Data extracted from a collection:
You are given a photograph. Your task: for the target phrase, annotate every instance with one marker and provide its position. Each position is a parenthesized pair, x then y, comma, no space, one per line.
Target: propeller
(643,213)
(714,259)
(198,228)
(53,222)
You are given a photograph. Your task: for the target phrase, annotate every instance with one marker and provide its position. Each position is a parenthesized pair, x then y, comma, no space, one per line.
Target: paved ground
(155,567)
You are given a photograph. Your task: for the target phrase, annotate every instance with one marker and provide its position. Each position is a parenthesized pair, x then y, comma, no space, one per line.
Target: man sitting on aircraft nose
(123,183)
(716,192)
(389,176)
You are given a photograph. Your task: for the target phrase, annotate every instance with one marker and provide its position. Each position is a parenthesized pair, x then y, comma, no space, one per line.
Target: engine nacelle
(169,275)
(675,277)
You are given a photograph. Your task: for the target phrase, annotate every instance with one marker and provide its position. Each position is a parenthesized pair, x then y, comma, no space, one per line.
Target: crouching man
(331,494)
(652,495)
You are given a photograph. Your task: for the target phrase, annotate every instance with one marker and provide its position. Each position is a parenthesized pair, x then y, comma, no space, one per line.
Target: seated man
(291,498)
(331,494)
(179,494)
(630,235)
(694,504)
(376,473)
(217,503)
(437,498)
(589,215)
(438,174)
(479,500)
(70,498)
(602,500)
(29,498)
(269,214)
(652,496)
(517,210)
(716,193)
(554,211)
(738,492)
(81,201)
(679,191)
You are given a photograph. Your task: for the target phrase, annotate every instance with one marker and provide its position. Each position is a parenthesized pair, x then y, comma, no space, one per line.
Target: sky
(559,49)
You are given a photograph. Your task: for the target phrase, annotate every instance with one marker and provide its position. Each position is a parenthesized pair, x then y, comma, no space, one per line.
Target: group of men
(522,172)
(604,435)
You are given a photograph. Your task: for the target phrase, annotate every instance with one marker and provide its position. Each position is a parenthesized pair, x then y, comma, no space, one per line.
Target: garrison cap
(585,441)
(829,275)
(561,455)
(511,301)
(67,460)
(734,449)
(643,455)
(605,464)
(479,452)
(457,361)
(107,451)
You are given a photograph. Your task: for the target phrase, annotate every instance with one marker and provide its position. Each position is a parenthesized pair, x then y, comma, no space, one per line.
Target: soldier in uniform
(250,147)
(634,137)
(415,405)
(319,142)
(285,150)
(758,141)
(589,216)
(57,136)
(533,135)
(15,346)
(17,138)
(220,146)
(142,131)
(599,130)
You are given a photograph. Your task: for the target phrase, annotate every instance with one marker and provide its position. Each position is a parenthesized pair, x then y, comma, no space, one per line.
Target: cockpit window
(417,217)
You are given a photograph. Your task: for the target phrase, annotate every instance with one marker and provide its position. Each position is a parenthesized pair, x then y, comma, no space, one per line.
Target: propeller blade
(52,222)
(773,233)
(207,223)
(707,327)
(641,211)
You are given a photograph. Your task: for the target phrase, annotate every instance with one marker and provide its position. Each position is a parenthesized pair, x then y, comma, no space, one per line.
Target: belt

(Work order) Nothing is to be altered; retype each entry exactly.

(Output below)
You are given a photograph. Your task: for the target phrase, annotate every instance with one marker and provide its position. Each position is a parenthesized pair, x then y, comma, no space, one per line.
Target: propeller
(643,213)
(714,259)
(198,228)
(53,222)
You are given a photograph. Your task: for the target phrase, annotate every instance with one marker and provide its position. Each position is a parenthesized pair, x then y, comma, no space, one per line.
Target: paved ground
(155,567)
You are given a photograph. Your task: for the target phrase, annotate every instance with one marker and provide its position. Each position is a parenthesized pair, x then y, comma, no space, one per line.
Target: man sitting on aircraft nose
(123,183)
(716,192)
(389,176)
You are given a photograph. Your task: for the target phrase, annotate every instance with one marker and provide its position. Each position is a parenthesized pair, x then y, comma, no space, one per line.
Target: engine nacelle
(169,275)
(675,277)
You are given a photograph. Your task: for the target phrase, annotate every instance with one marker and provide its position. Each position is a parenthesized pair, x then y, comma, no space, one per line.
Target: crouching man
(331,494)
(652,495)
You are given a photograph. Your task: for the target phrase, annotate every instance with one marker and provide its position. Each position is a parenthesized pair, x then y, comma, no space, one per line.
Target: seated man
(291,498)
(331,494)
(179,494)
(630,235)
(694,504)
(376,473)
(217,503)
(437,498)
(589,215)
(438,174)
(479,500)
(70,498)
(602,500)
(29,498)
(269,214)
(652,496)
(517,210)
(716,193)
(554,211)
(738,492)
(81,201)
(679,191)
You are given a photograph. Your task: for the target phrase, annotate every instance with one marker and provide its position. Each position is a parenthesized pair, x then y, comma, no space, one per line.
Target: sky
(559,49)
You are given a photograph. Your task: for the target phrase, annotate every instance with one marker and provide its position. Each position is a parenthesized pair, x then y, comma, no space, one per line.
Target: group of men
(522,172)
(604,435)
You are given a photograph. Your task: for the target phrase, annotate every instance with one marker and provide its position. Each position is a parenthesized pair, x then y, comma, no space, one per line.
Target: garrison cap
(585,441)
(829,275)
(561,455)
(511,301)
(67,460)
(734,449)
(643,455)
(605,464)
(479,452)
(457,361)
(107,451)
You are given a photograph. Your task: for the target phrase, annotate every instance with one marker and provide its position. Each position is a parenthesized pair, x then y, comma, no space, one per line.
Target: soldier in uniform
(250,147)
(634,137)
(415,405)
(319,142)
(285,150)
(758,141)
(589,216)
(57,136)
(533,135)
(15,346)
(17,138)
(220,146)
(142,131)
(599,130)
You are given a photograph. Your task: for the target phrase, annotate every instance with one marker and provide its position. Each position is a parenthesized pair, x then y, comma, no space, one per line.
Target: cockpit window
(417,217)
You are given a photograph. Your task: for the target phrase, annotate every instance with one marker and provide its position. Each position is a parenthesized pair, x then y, comma, no space, one per line.
Target: propeller blade
(52,222)
(773,233)
(207,223)
(707,327)
(641,211)
You are given a photograph. Your task: for the target phrase, annotate every instance with one marker and provide its position. Each position is a parenthesized pair, x then y, comma, no space, one per line.
Target: belt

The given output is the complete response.